**Excerpted records**
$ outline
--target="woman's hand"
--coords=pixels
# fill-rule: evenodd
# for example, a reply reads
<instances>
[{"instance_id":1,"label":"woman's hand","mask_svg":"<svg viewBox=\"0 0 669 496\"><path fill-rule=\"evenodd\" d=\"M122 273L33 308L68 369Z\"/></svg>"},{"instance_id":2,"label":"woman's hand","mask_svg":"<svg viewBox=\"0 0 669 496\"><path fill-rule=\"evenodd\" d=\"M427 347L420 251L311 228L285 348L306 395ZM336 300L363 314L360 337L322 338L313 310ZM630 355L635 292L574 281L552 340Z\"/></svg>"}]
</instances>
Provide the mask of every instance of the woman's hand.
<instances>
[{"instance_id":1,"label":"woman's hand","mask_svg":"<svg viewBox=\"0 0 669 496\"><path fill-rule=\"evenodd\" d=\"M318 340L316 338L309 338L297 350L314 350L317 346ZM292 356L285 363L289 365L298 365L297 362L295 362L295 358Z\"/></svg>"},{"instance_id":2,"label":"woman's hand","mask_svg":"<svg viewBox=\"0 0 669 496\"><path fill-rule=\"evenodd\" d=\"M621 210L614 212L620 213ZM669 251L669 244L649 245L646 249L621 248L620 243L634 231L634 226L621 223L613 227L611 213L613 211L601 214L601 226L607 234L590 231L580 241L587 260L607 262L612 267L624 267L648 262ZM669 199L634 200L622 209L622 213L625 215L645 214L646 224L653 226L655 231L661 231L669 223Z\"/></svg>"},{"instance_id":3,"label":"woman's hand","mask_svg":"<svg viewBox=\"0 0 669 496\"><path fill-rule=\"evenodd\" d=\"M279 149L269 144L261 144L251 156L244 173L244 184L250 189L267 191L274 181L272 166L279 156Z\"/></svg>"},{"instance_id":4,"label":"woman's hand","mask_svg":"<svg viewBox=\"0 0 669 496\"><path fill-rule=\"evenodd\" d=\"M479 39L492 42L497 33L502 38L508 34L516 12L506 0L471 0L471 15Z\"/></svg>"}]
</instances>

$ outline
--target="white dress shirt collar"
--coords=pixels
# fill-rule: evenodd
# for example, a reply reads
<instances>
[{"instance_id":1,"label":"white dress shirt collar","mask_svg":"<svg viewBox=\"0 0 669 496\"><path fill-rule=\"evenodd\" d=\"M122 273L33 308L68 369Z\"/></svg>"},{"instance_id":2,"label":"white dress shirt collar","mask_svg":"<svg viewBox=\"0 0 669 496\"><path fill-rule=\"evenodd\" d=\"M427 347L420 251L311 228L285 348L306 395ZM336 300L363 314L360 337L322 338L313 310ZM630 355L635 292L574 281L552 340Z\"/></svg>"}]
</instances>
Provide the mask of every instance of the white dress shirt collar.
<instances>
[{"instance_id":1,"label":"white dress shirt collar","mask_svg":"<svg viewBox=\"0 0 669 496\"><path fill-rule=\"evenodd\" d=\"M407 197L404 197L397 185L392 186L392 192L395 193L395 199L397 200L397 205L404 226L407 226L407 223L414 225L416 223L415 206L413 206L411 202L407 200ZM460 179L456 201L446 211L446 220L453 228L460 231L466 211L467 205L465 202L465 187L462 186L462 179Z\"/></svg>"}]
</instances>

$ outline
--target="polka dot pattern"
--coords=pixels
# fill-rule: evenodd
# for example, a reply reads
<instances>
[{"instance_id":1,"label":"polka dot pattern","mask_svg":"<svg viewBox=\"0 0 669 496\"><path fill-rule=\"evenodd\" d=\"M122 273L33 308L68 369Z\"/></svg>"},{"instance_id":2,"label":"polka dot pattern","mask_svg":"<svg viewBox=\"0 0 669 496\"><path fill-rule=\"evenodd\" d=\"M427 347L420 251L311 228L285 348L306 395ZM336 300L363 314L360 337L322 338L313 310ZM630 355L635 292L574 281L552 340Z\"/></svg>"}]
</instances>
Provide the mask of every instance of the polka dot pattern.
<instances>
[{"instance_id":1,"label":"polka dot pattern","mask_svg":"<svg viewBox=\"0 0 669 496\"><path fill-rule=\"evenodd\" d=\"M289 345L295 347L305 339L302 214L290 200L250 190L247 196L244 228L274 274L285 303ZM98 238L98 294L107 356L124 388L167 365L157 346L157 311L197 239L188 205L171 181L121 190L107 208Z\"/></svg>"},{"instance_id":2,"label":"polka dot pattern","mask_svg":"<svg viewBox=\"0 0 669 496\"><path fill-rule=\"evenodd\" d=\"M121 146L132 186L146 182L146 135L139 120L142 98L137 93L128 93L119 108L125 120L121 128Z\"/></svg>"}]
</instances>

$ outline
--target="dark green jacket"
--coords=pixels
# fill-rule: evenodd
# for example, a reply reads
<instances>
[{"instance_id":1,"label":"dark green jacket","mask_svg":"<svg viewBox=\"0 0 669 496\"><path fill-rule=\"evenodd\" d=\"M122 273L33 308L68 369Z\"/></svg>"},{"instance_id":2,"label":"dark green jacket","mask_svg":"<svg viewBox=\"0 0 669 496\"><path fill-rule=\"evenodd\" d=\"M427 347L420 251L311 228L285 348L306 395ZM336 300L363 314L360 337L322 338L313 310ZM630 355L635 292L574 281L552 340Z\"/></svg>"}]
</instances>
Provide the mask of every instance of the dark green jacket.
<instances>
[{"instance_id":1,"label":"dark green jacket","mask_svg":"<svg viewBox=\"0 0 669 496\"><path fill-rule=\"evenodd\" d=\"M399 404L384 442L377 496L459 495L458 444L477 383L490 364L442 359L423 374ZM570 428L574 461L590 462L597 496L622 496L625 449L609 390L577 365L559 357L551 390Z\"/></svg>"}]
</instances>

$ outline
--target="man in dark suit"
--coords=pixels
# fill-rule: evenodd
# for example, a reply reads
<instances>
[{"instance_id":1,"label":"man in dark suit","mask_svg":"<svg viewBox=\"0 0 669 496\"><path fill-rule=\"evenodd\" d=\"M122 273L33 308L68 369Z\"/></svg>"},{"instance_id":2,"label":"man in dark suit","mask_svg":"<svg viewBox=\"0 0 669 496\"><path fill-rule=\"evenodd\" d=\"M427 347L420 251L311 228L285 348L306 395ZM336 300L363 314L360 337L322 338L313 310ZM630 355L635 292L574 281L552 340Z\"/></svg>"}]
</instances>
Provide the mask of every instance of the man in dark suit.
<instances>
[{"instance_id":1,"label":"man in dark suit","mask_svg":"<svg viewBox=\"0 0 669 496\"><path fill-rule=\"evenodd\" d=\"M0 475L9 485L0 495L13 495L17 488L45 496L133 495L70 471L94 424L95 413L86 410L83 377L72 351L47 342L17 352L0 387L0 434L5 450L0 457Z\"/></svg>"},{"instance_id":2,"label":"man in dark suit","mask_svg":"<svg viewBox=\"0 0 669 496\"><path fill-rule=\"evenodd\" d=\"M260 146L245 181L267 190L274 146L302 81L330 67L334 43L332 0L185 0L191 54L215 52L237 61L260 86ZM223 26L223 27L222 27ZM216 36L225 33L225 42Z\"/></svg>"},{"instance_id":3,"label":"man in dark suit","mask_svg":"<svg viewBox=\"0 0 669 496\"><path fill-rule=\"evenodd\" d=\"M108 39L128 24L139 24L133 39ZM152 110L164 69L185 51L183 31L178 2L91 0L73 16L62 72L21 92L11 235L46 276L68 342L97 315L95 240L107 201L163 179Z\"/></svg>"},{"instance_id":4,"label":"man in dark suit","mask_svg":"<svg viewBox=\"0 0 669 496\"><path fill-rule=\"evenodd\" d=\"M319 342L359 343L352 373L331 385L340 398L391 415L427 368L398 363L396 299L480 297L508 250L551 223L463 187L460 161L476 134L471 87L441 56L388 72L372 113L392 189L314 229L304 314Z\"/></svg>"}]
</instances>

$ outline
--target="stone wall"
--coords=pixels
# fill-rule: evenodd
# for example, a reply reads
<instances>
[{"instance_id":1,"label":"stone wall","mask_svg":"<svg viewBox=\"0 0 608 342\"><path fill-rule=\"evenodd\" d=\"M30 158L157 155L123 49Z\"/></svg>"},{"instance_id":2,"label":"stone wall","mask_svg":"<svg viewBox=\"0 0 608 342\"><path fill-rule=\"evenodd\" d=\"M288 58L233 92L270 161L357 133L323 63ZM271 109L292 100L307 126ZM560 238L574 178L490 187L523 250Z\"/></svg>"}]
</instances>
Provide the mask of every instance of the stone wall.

**Required work**
Collect every line of the records that contains the string "target".

**Completed exercise**
--target="woman's hand"
--target="white dress shirt collar"
--target="polka dot pattern"
--target="dark green jacket"
--target="man in dark suit"
--target="stone wall"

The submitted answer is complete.